> [MATERIAL SHOWN]
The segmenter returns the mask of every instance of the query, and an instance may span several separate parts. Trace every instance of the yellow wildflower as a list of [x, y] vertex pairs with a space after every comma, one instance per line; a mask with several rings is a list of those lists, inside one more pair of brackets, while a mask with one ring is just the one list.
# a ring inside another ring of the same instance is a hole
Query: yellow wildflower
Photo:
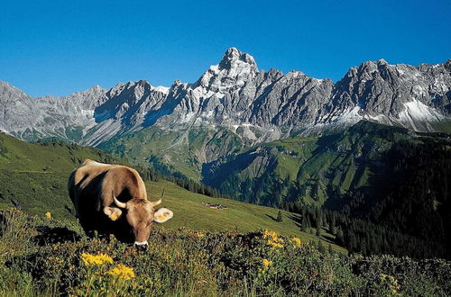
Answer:
[[262, 264], [263, 265], [263, 267], [259, 269], [261, 273], [264, 274], [266, 270], [272, 265], [272, 261], [268, 260], [268, 259], [262, 259]]
[[300, 239], [298, 238], [292, 238], [291, 240], [290, 240], [290, 241], [291, 241], [291, 243], [293, 244], [294, 248], [300, 248], [300, 245], [302, 243], [300, 241]]
[[91, 265], [102, 265], [105, 262], [113, 264], [113, 259], [106, 254], [91, 255], [83, 253], [81, 255], [81, 259], [87, 266]]
[[134, 277], [133, 268], [127, 267], [122, 264], [108, 271], [107, 274], [125, 281]]
[[283, 248], [283, 239], [279, 238], [279, 235], [275, 231], [264, 230], [263, 238], [268, 239], [267, 243], [272, 248]]

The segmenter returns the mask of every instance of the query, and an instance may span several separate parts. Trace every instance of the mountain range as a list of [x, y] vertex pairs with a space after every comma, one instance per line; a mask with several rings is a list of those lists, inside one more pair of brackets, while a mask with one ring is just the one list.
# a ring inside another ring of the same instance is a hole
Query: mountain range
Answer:
[[[338, 82], [259, 69], [235, 48], [193, 84], [145, 80], [98, 86], [69, 96], [33, 98], [0, 82], [0, 130], [26, 141], [60, 139], [88, 146], [152, 127], [226, 130], [245, 146], [318, 134], [361, 120], [418, 131], [449, 130], [451, 59], [418, 67], [385, 60], [351, 68]], [[186, 142], [186, 141], [185, 141]]]

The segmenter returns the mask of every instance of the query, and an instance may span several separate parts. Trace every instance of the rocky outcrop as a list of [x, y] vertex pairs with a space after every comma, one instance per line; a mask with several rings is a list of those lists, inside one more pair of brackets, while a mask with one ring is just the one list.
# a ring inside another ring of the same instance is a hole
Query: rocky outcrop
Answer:
[[0, 82], [0, 130], [22, 140], [56, 137], [96, 146], [149, 126], [226, 127], [250, 143], [350, 126], [360, 120], [435, 130], [451, 121], [451, 60], [418, 67], [368, 61], [336, 84], [299, 71], [259, 70], [231, 48], [194, 84], [145, 80], [32, 98]]

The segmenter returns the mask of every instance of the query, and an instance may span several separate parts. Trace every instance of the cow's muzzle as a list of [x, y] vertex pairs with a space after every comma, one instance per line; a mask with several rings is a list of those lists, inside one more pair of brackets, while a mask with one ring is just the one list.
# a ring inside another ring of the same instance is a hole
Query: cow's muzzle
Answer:
[[134, 241], [134, 246], [138, 250], [147, 250], [147, 248], [149, 247], [149, 244], [147, 241]]

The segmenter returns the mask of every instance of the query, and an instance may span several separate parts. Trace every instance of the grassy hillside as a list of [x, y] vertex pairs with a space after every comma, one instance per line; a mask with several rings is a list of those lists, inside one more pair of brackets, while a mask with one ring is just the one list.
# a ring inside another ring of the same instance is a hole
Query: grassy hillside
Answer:
[[[43, 216], [51, 212], [53, 218], [77, 228], [74, 210], [67, 192], [70, 172], [84, 158], [108, 163], [126, 163], [91, 148], [59, 142], [30, 144], [0, 134], [0, 208], [16, 207]], [[300, 232], [299, 216], [283, 212], [282, 222], [275, 220], [277, 210], [228, 199], [211, 198], [189, 192], [167, 181], [146, 182], [150, 199], [157, 200], [163, 189], [164, 206], [174, 212], [174, 218], [161, 228], [181, 227], [205, 231], [254, 231], [269, 229], [286, 236], [311, 241], [318, 238]], [[221, 203], [227, 209], [214, 210], [202, 202]], [[334, 238], [323, 230], [321, 240], [327, 245]], [[333, 245], [336, 250], [345, 251]]]
[[99, 148], [127, 158], [133, 164], [153, 166], [161, 172], [179, 173], [199, 180], [205, 163], [237, 153], [244, 146], [242, 139], [227, 129], [201, 127], [168, 131], [150, 127], [103, 142]]
[[415, 141], [406, 129], [362, 122], [329, 135], [259, 145], [212, 166], [204, 182], [241, 201], [276, 206], [302, 201], [336, 209], [333, 196], [385, 183], [384, 153], [403, 140]]
[[276, 232], [156, 230], [146, 251], [0, 211], [0, 295], [446, 296], [451, 263], [348, 256]]
[[68, 176], [83, 159], [126, 163], [93, 148], [58, 141], [26, 143], [0, 133], [0, 207], [17, 207], [42, 214], [52, 212], [73, 220], [67, 191]]

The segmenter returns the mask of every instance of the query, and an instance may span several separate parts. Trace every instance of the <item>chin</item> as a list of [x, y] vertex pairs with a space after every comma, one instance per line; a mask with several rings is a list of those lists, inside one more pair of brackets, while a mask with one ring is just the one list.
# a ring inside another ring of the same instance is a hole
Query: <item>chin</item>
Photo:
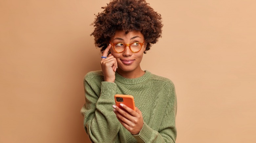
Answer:
[[131, 67], [125, 67], [125, 68], [123, 68], [123, 67], [121, 67], [120, 68], [119, 68], [118, 67], [118, 69], [119, 69], [119, 70], [121, 71], [122, 71], [123, 72], [132, 72], [135, 70], [135, 69], [134, 68], [131, 68]]

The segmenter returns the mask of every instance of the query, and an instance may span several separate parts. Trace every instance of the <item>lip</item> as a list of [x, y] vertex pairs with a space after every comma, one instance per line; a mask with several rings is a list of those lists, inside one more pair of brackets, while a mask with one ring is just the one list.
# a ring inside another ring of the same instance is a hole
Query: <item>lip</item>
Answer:
[[135, 60], [130, 59], [120, 59], [120, 60], [123, 63], [126, 65], [130, 65], [133, 63]]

> [TASK]
Retype everything from the line containing "of the <item>lip</item>" down to the end of the records, exactly as the lines stand.

> [OUTPUT FOR THIS EXERCISE]
The segmenter returns the mask of every instance of the query, and an instance may span several separate parts. Trace every instance of the <item>lip</item> as a list of [x, y] vertex pairs with a space after every comma, one instance per line; a mask with several rings is a list of those lists, inside one more pair of brackets, while a mask with one ring is just the one list.
# a ring inside another ring of the same instance is a hole
Query: <item>lip</item>
Answer:
[[135, 60], [130, 59], [120, 59], [120, 60], [123, 63], [126, 65], [130, 65], [133, 63]]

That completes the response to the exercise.